--- Task details ---
Pull out every line of the data that contains the word "rolled".

Records of named objects with pointed locations
◆ ◆ ◆ ◆ ◆
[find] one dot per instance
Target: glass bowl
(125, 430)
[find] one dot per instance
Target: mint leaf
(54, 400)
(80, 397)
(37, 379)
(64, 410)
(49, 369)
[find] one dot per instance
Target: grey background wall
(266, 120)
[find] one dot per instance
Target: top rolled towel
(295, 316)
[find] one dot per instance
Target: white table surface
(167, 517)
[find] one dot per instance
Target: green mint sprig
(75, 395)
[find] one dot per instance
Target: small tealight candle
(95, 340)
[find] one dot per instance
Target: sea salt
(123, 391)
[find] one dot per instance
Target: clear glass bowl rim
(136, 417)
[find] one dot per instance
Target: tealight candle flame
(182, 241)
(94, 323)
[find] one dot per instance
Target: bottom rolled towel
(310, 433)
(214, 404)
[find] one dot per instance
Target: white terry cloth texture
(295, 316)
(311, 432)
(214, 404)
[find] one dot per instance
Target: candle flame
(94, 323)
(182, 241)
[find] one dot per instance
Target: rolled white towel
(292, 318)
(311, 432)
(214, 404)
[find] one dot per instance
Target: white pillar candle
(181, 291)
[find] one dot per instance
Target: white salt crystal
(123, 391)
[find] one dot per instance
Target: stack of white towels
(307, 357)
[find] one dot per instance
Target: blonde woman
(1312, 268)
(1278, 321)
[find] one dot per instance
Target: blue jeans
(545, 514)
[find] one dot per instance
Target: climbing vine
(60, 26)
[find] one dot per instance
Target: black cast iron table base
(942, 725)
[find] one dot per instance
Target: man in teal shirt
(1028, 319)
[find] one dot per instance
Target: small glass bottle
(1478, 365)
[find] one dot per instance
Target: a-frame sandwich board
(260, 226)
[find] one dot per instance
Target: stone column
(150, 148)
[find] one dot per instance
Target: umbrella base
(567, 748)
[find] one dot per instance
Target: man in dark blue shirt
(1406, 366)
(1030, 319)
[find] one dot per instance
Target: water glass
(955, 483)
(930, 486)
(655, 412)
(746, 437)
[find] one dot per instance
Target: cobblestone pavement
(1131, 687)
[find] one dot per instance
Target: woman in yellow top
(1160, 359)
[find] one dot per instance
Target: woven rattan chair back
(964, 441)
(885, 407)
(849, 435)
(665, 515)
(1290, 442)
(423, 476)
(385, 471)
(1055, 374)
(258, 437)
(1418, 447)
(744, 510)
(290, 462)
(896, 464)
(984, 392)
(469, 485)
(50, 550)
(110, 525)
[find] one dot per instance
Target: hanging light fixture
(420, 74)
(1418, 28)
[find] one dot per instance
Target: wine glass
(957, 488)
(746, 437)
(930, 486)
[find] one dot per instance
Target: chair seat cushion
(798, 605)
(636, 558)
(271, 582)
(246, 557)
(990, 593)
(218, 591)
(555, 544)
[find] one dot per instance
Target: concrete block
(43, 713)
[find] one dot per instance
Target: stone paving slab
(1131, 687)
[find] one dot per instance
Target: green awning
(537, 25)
◆ ◆ ◆ ◆ ◆
--- Answer in full ---
Target: top rolled towel
Target: bottom rolled towel
Target: rolled white towel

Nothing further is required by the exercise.